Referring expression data
Segment Open
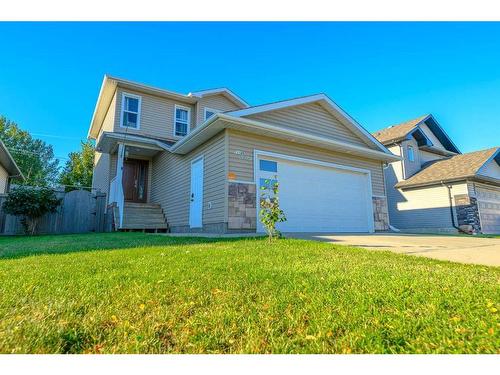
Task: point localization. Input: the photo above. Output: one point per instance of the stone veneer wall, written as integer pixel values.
(242, 206)
(467, 213)
(380, 213)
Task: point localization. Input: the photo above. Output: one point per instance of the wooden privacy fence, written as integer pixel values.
(80, 211)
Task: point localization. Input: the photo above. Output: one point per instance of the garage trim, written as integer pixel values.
(367, 172)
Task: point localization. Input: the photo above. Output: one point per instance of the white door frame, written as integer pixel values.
(192, 223)
(257, 153)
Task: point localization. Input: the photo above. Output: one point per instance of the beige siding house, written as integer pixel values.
(197, 162)
(8, 169)
(435, 188)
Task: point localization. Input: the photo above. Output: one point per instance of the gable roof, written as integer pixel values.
(327, 103)
(455, 168)
(8, 162)
(220, 121)
(400, 132)
(109, 85)
(221, 90)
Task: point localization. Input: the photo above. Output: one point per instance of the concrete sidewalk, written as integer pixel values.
(462, 249)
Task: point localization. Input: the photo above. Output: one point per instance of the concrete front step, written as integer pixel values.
(143, 216)
(141, 205)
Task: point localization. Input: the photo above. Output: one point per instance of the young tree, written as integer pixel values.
(31, 203)
(77, 172)
(34, 157)
(270, 212)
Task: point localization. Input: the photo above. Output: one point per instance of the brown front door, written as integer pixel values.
Segment Closed
Exercise goal: Line by line, write out the records above exactly, skipping the pictures.

Answer box:
Task: point localization. Input: the photo above. Output: one point per instance of the stone veneer wall, written as integer pixel values.
(242, 206)
(467, 213)
(380, 213)
Task: point localization. Input: the photo above. Output: one point per instance of the wooden privacy fence, written as integer pixel values.
(80, 211)
Task: point localization. Input: the photo above. Output: one point per instance of the garage trim, written as integer pixel values.
(367, 172)
Task: point localization. Input: the photo above. Output: one point per instance of the white door frame, written as integer pixel values.
(192, 223)
(257, 153)
Task: point localization. Input: the photo above. Output: one point per instance of the beige siding house, written as integer pixel values.
(197, 162)
(8, 169)
(435, 188)
Task: point localization. Input: the photo above. Output: one point per instance of the gable roof, written as integer pixel values.
(327, 103)
(455, 168)
(8, 162)
(220, 121)
(400, 132)
(109, 85)
(221, 90)
Task: point localization. Input: the photo above. Output: one point per instance of the concrete sidewalk, written as integer pixel values.
(462, 249)
Task: point localization. Input: the photo above. Output: one point per instance of the concrete front step, written as integer pixel values.
(143, 216)
(141, 205)
Task: point localization. Input: the photo above. Output: one point per instance of the young tree, written as integer pixel values.
(31, 203)
(77, 172)
(34, 157)
(270, 212)
Task: point localization. Input: the photo above. Output: one point per instance of the brown front door, written as integer pixel values.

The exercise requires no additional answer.